*** Extracted text Section Begins ***

Today was a boring and useless day like so many others that came before it. I had an art class that's actually about nothing more than cutting out a sheet of paper in various shapes and pasting it on another sheet of paper. Utterly pointless. And the teacher also talks and moves horribly slow, almost as if he overdozed on his medication.

I think a lot. Hard to put into words, especially when it's not my first language. (Although English kinda is, considering how I've been heavily exposed to it since I was 5 years old) I think about the mortality of others and myself, and just how pitiful we all are. I'm usually very moody, which might be the reason people avoid me. I'd get out more, but I don't have any real-life friends anymore (My only 'friend' left me because I had other plans and couldn't be at his graduation, so he decided to shut me out forever), and I don't do parties. I'm very shy so I don't talk to people I'd like to know better, and then before I know it they're gone again.

I want to get a drivers license, but I have this weird phobia; I always think I will have an accident, which hastily discourages me from getting one.

*** Extracted text Section Ends ***
*** Records shown Section Begins ***

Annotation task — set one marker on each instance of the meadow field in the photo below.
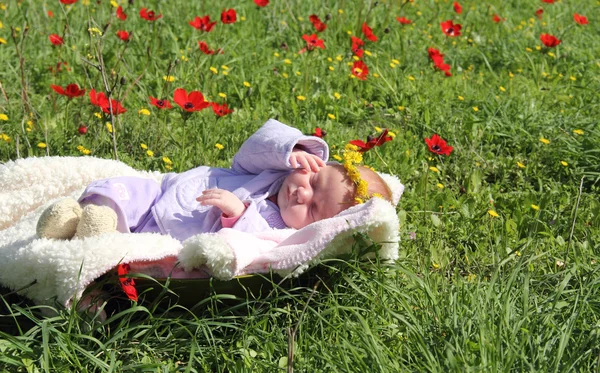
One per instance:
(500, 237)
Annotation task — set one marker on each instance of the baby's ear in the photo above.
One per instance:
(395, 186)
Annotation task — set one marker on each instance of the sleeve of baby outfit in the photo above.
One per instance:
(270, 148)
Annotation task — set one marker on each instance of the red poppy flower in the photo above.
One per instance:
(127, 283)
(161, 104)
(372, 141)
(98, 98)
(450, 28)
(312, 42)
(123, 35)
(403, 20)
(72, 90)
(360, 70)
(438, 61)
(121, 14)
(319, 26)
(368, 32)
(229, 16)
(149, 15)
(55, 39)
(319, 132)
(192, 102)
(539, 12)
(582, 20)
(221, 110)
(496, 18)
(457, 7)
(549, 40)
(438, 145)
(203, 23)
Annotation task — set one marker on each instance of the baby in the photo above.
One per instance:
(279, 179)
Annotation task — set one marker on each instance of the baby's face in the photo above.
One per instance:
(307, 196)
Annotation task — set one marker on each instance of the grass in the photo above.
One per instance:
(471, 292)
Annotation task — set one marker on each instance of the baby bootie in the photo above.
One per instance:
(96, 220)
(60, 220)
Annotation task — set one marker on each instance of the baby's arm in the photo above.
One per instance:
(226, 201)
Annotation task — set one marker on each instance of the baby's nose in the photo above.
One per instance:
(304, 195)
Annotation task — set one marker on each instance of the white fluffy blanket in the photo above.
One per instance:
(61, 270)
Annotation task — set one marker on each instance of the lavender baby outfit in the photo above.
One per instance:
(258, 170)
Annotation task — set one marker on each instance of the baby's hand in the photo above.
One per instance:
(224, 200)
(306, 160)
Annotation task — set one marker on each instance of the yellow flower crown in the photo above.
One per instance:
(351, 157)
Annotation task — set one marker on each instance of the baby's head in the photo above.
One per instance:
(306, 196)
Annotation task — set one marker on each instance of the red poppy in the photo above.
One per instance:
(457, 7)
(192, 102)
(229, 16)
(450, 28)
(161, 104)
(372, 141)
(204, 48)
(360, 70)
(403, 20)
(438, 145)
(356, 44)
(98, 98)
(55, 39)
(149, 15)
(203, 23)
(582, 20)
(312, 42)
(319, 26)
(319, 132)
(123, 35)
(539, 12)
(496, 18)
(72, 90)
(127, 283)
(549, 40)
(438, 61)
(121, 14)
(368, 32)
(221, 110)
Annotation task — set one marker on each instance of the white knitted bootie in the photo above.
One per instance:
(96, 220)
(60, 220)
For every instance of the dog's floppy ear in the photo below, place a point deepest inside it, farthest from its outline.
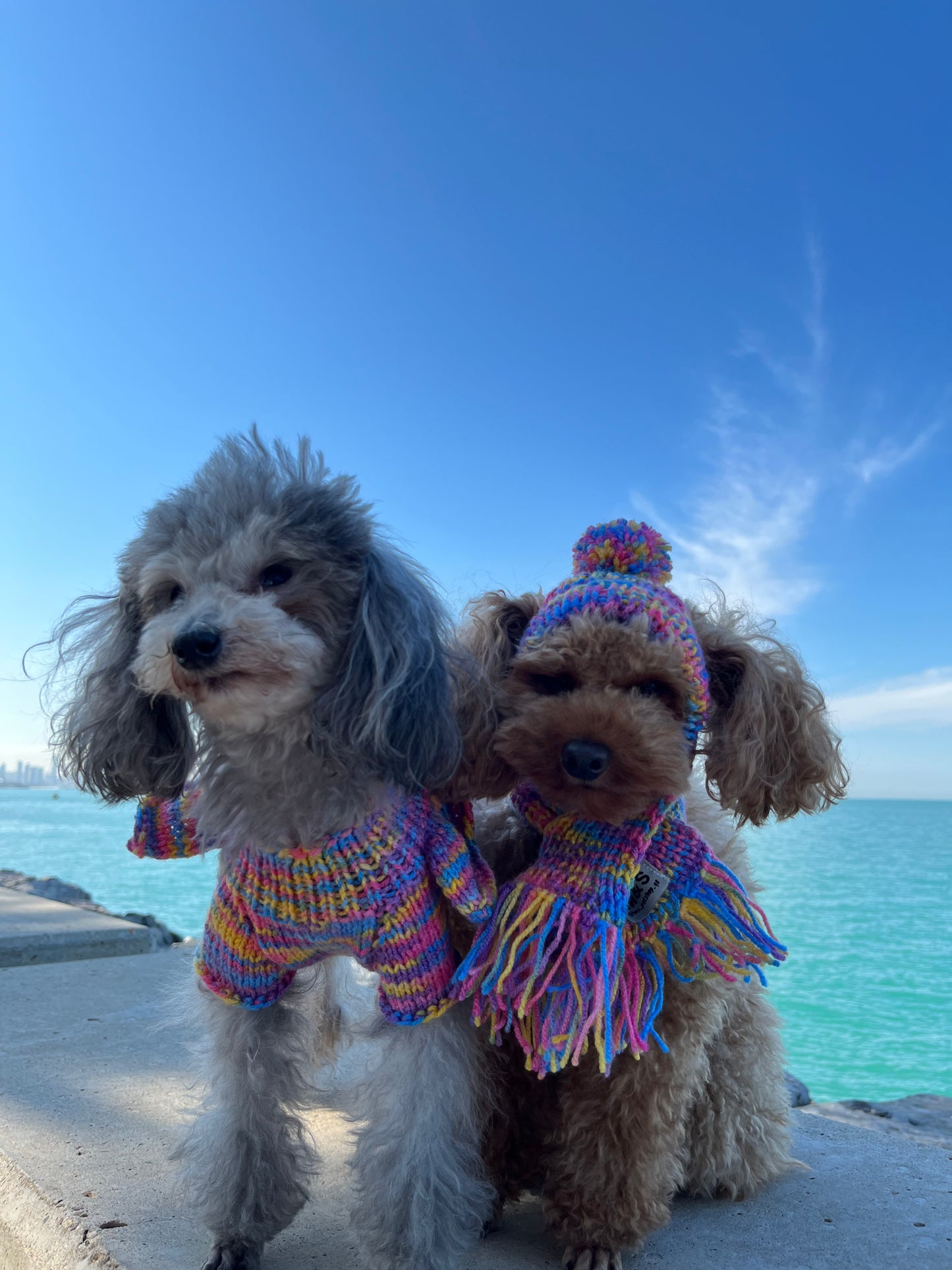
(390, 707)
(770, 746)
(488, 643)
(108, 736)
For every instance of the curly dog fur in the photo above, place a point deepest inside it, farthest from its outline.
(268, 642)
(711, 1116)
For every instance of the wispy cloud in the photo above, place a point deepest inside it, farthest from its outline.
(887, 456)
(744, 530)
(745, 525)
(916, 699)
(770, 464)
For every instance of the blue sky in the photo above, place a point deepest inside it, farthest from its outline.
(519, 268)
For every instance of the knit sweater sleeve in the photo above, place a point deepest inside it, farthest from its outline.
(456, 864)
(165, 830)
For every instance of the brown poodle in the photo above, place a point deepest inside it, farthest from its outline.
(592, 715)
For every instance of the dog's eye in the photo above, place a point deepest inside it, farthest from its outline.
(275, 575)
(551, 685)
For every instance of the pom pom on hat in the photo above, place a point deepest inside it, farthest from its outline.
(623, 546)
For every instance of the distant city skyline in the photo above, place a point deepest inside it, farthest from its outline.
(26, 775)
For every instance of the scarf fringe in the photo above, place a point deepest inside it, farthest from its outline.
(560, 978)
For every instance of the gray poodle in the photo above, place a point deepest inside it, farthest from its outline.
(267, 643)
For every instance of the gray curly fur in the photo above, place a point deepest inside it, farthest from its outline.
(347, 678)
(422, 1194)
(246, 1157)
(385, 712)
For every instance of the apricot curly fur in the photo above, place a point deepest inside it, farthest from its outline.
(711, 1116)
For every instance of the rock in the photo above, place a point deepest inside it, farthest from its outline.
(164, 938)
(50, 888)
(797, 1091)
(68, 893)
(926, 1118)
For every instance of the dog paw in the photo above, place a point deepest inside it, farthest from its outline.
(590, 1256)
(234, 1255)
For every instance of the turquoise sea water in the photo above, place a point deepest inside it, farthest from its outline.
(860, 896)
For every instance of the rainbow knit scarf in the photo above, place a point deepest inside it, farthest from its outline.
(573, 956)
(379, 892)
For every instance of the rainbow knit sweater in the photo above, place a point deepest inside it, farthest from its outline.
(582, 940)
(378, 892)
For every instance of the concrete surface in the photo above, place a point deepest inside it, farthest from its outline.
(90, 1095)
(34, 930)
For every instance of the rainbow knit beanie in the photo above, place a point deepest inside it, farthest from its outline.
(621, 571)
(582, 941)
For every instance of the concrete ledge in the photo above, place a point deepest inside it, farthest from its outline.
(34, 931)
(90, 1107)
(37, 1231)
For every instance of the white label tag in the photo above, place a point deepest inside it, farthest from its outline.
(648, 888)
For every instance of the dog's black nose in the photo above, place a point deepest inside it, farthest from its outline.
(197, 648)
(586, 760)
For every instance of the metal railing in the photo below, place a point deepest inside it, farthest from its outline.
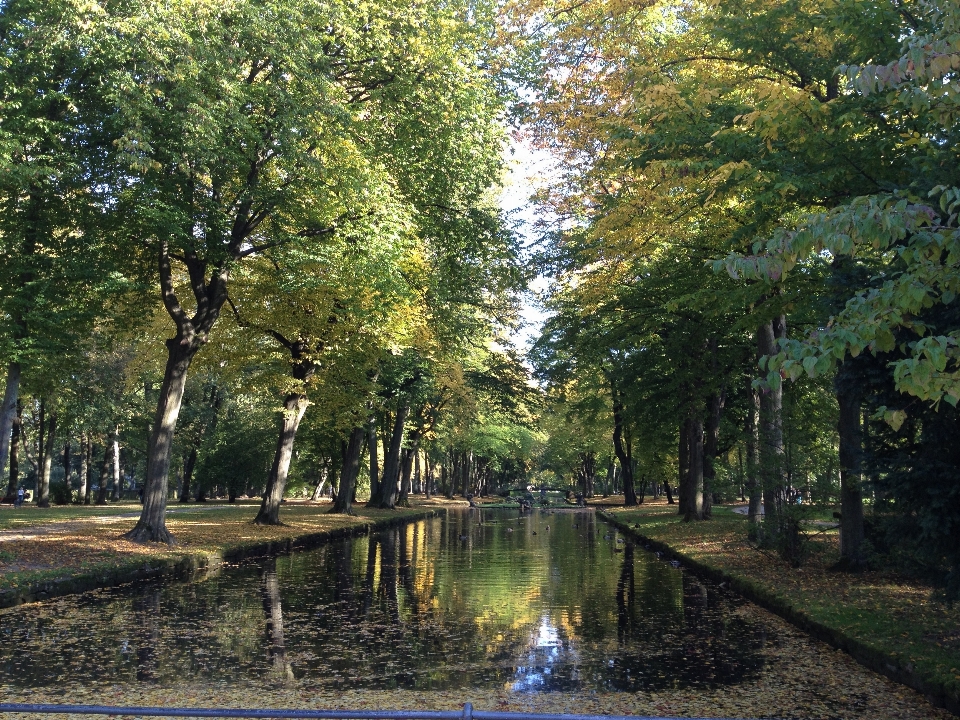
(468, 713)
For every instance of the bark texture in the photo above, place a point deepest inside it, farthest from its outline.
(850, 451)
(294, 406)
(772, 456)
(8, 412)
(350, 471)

*** Records shown Section Ends ***
*** Records shown Section Begins ***

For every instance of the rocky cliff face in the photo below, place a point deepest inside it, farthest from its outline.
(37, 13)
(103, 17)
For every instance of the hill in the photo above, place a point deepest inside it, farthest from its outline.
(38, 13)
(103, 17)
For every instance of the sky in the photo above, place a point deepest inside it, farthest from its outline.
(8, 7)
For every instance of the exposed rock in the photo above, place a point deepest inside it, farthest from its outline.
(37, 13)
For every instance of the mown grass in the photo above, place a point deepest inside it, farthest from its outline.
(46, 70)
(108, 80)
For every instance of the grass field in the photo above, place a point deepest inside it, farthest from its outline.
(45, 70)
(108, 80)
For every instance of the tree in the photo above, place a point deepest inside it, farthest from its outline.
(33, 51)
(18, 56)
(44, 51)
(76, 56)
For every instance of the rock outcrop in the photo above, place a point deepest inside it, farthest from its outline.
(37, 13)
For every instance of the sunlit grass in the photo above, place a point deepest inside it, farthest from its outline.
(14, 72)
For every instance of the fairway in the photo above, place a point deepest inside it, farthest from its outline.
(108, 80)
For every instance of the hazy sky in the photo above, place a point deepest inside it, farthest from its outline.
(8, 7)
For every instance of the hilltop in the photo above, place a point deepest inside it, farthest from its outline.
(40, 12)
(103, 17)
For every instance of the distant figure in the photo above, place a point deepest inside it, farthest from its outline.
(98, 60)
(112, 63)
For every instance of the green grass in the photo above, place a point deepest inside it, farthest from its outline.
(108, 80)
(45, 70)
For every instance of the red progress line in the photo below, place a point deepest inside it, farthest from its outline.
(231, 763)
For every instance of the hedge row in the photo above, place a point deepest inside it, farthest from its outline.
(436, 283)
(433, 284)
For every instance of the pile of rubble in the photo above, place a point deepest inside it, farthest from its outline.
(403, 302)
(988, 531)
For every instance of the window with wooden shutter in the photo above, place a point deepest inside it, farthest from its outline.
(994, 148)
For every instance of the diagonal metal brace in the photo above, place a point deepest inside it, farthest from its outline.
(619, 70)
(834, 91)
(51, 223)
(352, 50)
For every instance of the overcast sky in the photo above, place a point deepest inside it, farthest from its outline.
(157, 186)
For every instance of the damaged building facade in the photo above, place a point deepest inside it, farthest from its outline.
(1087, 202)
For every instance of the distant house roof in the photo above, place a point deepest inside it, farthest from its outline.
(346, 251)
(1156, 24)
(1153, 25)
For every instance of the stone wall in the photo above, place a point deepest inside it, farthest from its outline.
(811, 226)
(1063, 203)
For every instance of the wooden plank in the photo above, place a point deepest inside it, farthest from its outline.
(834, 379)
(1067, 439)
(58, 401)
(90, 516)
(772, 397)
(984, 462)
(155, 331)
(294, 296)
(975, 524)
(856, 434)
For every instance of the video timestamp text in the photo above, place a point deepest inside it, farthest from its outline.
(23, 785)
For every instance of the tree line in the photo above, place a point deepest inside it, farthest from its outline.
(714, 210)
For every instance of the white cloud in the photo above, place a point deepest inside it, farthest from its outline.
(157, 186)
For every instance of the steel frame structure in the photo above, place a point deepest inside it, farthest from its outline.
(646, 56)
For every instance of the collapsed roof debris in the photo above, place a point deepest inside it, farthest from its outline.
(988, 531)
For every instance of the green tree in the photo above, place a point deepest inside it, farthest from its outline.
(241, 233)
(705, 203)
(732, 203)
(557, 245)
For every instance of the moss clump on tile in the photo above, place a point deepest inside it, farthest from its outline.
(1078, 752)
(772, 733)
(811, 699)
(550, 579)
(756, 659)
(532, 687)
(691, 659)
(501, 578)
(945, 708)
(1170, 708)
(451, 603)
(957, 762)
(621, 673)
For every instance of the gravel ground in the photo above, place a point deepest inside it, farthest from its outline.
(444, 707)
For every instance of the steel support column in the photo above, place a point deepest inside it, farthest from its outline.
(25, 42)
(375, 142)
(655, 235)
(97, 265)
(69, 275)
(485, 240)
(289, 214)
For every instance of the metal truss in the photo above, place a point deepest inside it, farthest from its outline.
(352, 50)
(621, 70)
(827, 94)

*** Records shown Section Ends ***
*** Records shown Section Begins ***

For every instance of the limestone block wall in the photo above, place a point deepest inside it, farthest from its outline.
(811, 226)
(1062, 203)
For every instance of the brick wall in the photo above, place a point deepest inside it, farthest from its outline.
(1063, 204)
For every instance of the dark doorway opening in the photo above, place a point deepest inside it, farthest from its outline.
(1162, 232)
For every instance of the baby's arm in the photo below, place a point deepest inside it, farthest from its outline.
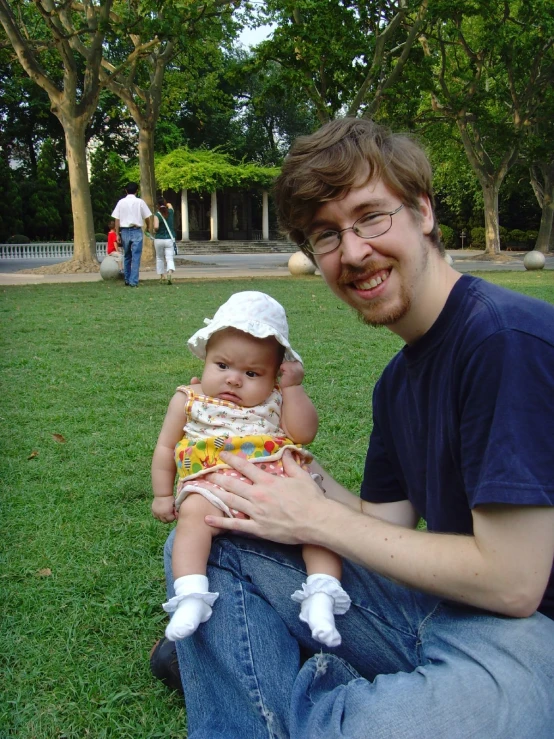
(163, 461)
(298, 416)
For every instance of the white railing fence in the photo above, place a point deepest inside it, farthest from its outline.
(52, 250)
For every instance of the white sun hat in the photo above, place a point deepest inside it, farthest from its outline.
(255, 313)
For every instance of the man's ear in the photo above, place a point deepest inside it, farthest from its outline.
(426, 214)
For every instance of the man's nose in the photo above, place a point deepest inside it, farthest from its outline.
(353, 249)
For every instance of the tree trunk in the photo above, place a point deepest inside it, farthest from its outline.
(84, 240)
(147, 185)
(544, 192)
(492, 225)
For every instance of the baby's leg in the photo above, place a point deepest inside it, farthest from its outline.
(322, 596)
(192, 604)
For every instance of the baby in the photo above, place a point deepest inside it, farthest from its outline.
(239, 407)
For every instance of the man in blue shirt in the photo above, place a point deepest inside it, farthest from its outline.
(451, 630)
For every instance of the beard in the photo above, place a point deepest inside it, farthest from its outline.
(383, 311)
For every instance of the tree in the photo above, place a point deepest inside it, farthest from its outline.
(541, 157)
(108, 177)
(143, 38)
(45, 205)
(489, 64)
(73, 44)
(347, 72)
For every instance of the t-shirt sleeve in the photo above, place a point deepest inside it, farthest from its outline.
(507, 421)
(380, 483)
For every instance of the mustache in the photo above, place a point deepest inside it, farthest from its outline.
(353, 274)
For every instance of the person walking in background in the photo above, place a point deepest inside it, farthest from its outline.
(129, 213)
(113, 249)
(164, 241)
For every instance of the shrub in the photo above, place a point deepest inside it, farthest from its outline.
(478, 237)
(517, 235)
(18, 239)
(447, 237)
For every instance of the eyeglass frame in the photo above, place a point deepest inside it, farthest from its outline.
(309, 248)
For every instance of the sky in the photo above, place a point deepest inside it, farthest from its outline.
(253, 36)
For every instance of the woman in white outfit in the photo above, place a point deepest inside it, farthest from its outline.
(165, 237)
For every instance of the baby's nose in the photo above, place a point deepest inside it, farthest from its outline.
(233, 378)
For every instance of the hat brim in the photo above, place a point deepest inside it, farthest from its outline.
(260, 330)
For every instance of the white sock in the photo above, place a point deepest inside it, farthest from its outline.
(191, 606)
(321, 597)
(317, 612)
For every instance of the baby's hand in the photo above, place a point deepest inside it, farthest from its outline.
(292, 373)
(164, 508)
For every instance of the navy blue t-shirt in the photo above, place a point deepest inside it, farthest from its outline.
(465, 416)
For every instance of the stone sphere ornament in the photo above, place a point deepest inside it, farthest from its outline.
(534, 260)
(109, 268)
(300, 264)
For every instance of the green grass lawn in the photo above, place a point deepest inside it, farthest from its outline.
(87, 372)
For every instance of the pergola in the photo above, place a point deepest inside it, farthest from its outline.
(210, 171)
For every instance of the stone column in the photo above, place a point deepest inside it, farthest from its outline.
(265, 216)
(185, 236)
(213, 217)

*** Records shown Section Ends ***

> **Exercise goal**: Can you reproduce the journal entry about the boring art class above, word for word and in full?

> **Expected answer**:
Today was a boring and useless day like so many others that came before it. I had an art class that's actually about nothing more than cutting out a sheet of paper in various shapes and pasting it on another sheet of paper. Utterly pointless. And the teacher also talks and moves horribly slow, almost as if he overdozed on his medication.

I think a lot. Hard to put into words, especially when it's not my first language. (Although English kinda is, considering how I've been heavily exposed to it since I was 5 years old) I think about the mortality of others and myself, and just how pitiful we all are. I'm usually very moody, which might be the reason people avoid me. I'd get out more, but I don't have any real-life friends anymore (My only 'friend' left me because I had other plans and couldn't be at his graduation, so he decided to shut me out forever), and I don't do parties. I'm very shy so I don't talk to people I'd like to know better, and then before I know it they're gone again.

I want to get a drivers license, but I have this weird phobia; I always think I will have an accident, which hastily discourages me from getting one.